- The problem: Gather every line in the data below that contains the string "water". Case counts.

Records of labeled points
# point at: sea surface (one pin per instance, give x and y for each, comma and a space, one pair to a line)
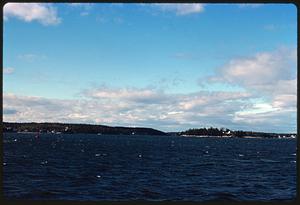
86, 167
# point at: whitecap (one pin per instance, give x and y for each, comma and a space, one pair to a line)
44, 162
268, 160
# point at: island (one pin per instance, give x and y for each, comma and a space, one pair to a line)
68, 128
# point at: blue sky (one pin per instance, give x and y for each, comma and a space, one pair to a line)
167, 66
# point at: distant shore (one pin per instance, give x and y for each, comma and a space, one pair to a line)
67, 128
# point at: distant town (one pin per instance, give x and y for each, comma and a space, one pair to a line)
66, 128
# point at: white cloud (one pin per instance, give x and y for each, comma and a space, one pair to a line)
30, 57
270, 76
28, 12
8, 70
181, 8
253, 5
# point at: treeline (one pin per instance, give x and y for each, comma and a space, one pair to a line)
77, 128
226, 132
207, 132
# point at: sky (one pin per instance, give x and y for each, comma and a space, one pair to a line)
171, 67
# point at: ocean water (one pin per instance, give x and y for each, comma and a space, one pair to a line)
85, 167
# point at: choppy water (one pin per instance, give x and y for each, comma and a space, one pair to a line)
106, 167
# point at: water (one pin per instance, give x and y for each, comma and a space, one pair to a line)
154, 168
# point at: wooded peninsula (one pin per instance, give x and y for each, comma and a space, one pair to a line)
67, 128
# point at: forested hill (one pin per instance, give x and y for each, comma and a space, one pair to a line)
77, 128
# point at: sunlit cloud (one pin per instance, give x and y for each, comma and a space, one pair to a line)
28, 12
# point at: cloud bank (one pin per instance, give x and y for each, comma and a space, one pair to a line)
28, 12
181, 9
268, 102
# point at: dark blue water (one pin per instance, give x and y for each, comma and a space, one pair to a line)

...

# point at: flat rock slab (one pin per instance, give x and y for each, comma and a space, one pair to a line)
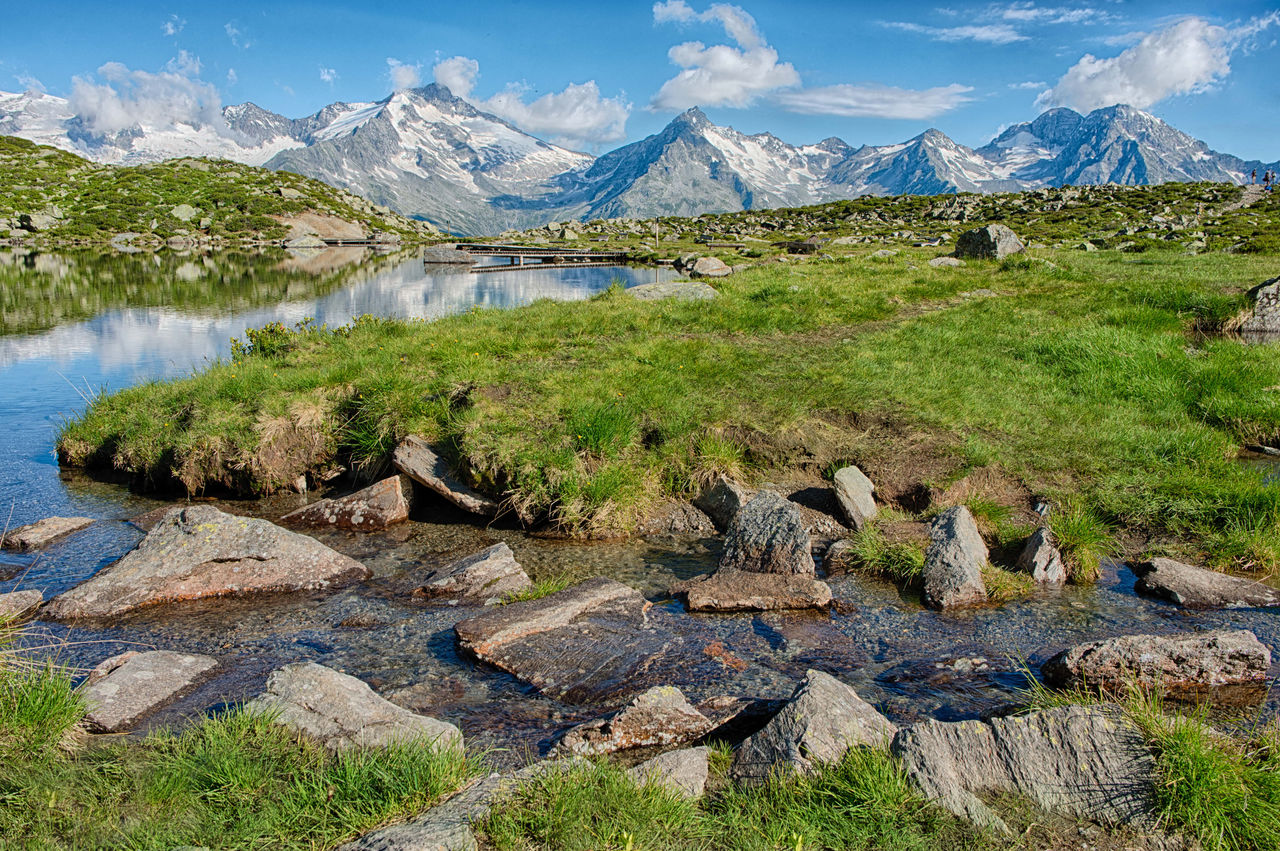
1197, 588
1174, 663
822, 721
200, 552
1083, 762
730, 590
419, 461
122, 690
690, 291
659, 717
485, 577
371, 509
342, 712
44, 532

==

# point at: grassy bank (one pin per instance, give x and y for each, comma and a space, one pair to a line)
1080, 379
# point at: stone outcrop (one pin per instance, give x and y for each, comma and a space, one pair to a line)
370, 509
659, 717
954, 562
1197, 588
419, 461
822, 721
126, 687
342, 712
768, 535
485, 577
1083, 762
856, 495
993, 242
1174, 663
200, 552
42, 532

- Reply to the task:
# point at: ocean water (one pin per instance, give x and y for each, comma and a space, one pair to a line)
# point at: choppy water (one pin per instance, give x and y for each, comma and a space, one pair to a line)
# point at: water (one pin per instance, give x and y for each, comma and a space, one pair to a line)
# point at: dark blue water (one pin per instance, give x and y for each, comma and a space, one pair to a line)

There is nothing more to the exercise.